TASK PROMPT: Pick out each line in the rows below that contains the word "vegetation", matching its case exactly, and copy those lines.

(Position annotation rows)
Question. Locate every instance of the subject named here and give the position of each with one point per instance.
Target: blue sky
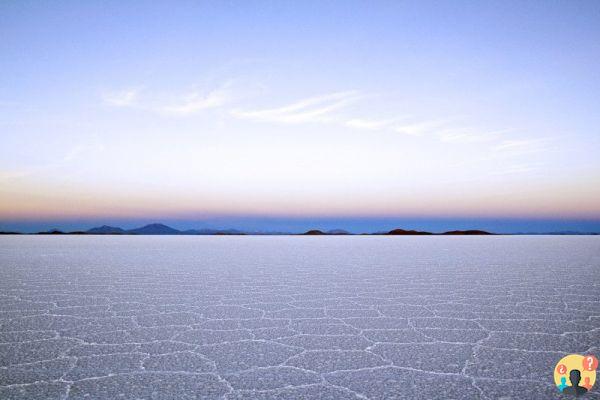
(263, 114)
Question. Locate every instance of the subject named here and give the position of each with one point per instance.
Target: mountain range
(161, 229)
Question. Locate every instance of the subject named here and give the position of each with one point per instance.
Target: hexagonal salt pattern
(103, 317)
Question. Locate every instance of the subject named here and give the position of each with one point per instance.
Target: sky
(268, 115)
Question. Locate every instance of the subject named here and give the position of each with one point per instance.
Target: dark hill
(468, 232)
(405, 232)
(154, 229)
(105, 230)
(338, 232)
(52, 232)
(314, 232)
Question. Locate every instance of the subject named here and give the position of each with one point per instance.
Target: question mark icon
(590, 363)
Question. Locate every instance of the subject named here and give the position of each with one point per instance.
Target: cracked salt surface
(294, 317)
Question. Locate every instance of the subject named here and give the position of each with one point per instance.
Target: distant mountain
(213, 232)
(154, 229)
(105, 230)
(405, 232)
(468, 232)
(337, 232)
(314, 232)
(52, 232)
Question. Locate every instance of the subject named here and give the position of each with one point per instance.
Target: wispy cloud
(176, 106)
(370, 124)
(521, 146)
(196, 102)
(309, 110)
(470, 136)
(419, 128)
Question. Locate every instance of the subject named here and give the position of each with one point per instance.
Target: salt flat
(105, 317)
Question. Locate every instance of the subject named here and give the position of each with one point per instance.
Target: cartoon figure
(575, 377)
(563, 383)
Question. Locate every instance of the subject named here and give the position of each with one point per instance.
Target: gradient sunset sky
(290, 115)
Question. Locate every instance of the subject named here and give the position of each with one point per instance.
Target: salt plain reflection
(281, 317)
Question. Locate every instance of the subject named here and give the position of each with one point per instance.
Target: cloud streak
(311, 110)
(183, 106)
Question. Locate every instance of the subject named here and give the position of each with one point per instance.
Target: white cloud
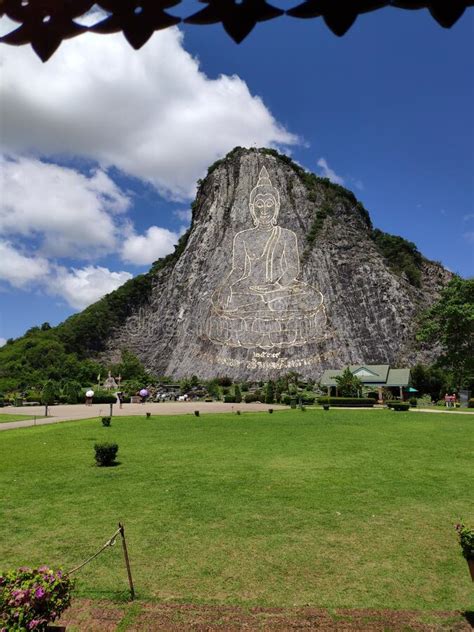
(18, 269)
(72, 214)
(327, 172)
(82, 287)
(144, 249)
(185, 215)
(151, 113)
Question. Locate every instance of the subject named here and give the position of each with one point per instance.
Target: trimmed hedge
(352, 402)
(105, 453)
(397, 405)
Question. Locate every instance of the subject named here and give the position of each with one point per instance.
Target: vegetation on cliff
(450, 321)
(46, 353)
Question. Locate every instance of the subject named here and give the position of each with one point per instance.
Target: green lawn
(8, 417)
(329, 508)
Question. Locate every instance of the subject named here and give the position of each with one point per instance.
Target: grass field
(329, 508)
(12, 417)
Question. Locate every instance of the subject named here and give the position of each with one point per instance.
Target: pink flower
(40, 593)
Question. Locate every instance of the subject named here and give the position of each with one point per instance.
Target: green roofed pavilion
(380, 376)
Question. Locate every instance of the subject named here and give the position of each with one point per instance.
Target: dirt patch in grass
(104, 616)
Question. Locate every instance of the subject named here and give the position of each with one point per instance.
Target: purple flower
(40, 593)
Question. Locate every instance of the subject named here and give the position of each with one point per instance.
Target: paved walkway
(81, 411)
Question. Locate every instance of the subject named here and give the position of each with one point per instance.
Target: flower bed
(32, 598)
(364, 402)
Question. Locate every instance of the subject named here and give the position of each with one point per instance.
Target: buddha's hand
(224, 296)
(266, 287)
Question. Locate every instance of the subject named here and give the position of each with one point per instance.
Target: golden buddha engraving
(261, 302)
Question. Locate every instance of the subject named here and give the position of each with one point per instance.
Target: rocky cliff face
(289, 284)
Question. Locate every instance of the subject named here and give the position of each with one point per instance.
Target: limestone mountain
(280, 271)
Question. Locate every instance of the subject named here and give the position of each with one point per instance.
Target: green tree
(71, 391)
(431, 380)
(213, 388)
(237, 394)
(348, 385)
(270, 392)
(48, 395)
(450, 324)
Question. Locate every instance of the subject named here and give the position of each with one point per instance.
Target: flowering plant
(31, 598)
(466, 540)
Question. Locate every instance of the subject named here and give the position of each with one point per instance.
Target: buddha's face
(265, 208)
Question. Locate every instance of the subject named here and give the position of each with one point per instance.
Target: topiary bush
(104, 397)
(32, 598)
(397, 405)
(466, 540)
(250, 397)
(105, 453)
(352, 402)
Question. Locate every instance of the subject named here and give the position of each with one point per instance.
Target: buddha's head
(264, 201)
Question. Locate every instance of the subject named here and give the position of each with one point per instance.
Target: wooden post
(127, 561)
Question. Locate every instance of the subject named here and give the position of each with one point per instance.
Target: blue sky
(101, 146)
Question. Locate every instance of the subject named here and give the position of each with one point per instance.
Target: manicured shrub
(32, 598)
(352, 402)
(238, 394)
(104, 397)
(105, 453)
(397, 405)
(250, 397)
(466, 540)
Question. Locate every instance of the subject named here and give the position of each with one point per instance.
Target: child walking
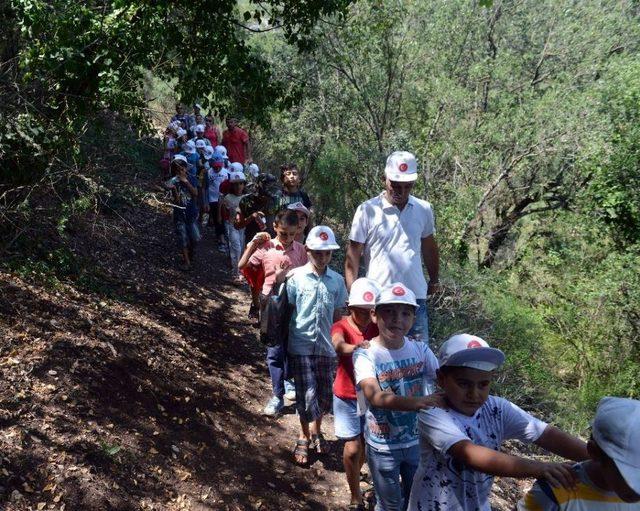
(460, 445)
(396, 376)
(610, 479)
(318, 294)
(275, 257)
(228, 207)
(347, 335)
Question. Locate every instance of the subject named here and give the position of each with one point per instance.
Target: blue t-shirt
(185, 208)
(315, 299)
(404, 372)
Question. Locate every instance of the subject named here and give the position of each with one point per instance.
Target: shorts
(313, 378)
(187, 233)
(347, 423)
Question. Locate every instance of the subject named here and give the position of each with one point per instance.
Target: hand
(558, 474)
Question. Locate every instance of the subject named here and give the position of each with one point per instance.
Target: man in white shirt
(396, 231)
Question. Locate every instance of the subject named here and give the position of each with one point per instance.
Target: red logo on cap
(398, 291)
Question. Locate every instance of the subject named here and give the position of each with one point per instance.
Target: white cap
(401, 166)
(616, 430)
(464, 350)
(321, 237)
(298, 206)
(189, 147)
(254, 170)
(363, 293)
(396, 293)
(237, 177)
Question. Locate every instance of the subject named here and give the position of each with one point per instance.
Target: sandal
(319, 444)
(301, 452)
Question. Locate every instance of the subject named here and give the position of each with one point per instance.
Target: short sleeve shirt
(234, 141)
(272, 255)
(344, 385)
(442, 482)
(392, 239)
(403, 372)
(315, 298)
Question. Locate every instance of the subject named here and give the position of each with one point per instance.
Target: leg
(385, 472)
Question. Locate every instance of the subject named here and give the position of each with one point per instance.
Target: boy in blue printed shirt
(318, 294)
(184, 190)
(395, 375)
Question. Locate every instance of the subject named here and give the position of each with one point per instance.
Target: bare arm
(352, 262)
(558, 442)
(431, 257)
(497, 463)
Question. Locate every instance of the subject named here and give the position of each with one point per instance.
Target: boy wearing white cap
(347, 335)
(460, 445)
(318, 294)
(610, 479)
(392, 231)
(393, 374)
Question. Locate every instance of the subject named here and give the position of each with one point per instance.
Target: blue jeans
(277, 369)
(420, 329)
(392, 473)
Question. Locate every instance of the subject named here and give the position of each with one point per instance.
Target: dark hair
(286, 218)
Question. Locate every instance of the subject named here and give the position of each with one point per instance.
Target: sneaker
(274, 406)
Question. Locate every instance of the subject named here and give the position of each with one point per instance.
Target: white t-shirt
(403, 372)
(215, 180)
(392, 239)
(441, 482)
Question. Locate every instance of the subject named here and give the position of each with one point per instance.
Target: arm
(562, 444)
(431, 257)
(385, 399)
(352, 262)
(497, 463)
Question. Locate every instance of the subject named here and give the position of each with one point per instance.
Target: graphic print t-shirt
(402, 372)
(441, 482)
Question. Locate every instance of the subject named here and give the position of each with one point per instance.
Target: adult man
(392, 230)
(236, 141)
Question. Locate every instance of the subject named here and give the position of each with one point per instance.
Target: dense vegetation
(525, 117)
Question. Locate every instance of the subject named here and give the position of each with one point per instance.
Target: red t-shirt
(344, 386)
(234, 142)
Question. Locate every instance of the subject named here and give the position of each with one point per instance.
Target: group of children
(426, 425)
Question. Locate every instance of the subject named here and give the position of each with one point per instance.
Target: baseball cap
(321, 237)
(396, 292)
(189, 147)
(254, 170)
(237, 177)
(179, 159)
(363, 293)
(298, 206)
(615, 430)
(401, 166)
(464, 350)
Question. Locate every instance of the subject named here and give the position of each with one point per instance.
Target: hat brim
(466, 357)
(399, 177)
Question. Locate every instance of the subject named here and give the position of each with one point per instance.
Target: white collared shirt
(393, 240)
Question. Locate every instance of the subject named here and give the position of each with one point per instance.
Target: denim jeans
(392, 473)
(420, 328)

RESPONSE TO THIS TASK:
Target: vegetation on cliff
Target: dense vegetation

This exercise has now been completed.